Cosa fare:
• a. Rispondi in breve a queste domande sul testo sui videogiochi:
(i) In quale università insegna il dr. Mark Griffith?
(ii) Su quale periodico è uscito l'articolo del dr. Griffith?
(iii) A quali due cose del passato il dr. Griffith paragona i videogames?
• b. Continua il testo sui videogiochi a partire dall'ultima frase riportata.

Parte del documento:
......

Lo sostiene il dr. Mark Griffith, docente di patologia del gioco alla Trent University di Nottingham, Inghilterra, che è una vera autorità nel suo campo, essendo anche direttore dell’unità di ricerca internazionale sul gioco patologico e compulsivo.
In un articolo pubblicato da The Conversation, un periodico scientifico inglese on-line, il dr. Griffith va contro le comuni credenze in fatto di videogiochi, esponendo i risultati di diverse ricerche.
Perché i videogames fanno bene
“Come è stato nel passato per la televisione o il rock’n’roll”, sostiene il dr. Griffith, “i mali associati all’uso dei videogames, come l’obesità o le lesioni da sforzo, la presunta maggiore aggressività e la dipendenza, sono più un frutto della distorsione dei mass-media che reali motivi di preoccupazione”.

......

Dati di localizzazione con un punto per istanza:

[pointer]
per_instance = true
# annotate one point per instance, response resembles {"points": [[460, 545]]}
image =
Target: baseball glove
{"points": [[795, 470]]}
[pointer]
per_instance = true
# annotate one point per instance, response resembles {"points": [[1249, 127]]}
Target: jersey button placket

......

Risposte ai compiti:
• a.
(i) Alla Trent University di Nottingham, in Inghilterra.
(ii) Su The Conversation, un periodico scientifico inglese on-line.
(iii) Alla televisione e al rock'n'roll.

• b.
Al contrario, secondo il Griffith, i vantaggi che offrono i videogames sono molti e oggi siamo in presenza di numerose ricerche che dimostrano che i videogiochi possono essere utilizzati a fini educativi e terapeutici, così come molti altri studi rivelano come i videogiochi siano in grado di migliorare i tempi di reazione e la capacità di coordinare la vista e i movimenti delle mani.
Ad esempio, la ricerca ha dimostrato che la capacità di visualizzazione spaziale e la manipolazione di oggetti tridimensionali migliorano con l’uso dei videogames.
Gli ultimi studi
Da aggiungere alla serie di studi che dimostrano gli effetti più positivi che negativi dei videogiochi, è un nuovo lavoro presentato dalla National Academy of Sciences, a opera di un team guidato dal prof. Vikranth Bejjanki.
Il loro lavoro, pubblicato di recente, dimostra che i videogiochi d’azione – quelli maggiormente sotto accusa da parte dei detrattori – rendono giocatori abituali più abili, aumentano la loro percezione, l’attenzione e la capacità di apprendere.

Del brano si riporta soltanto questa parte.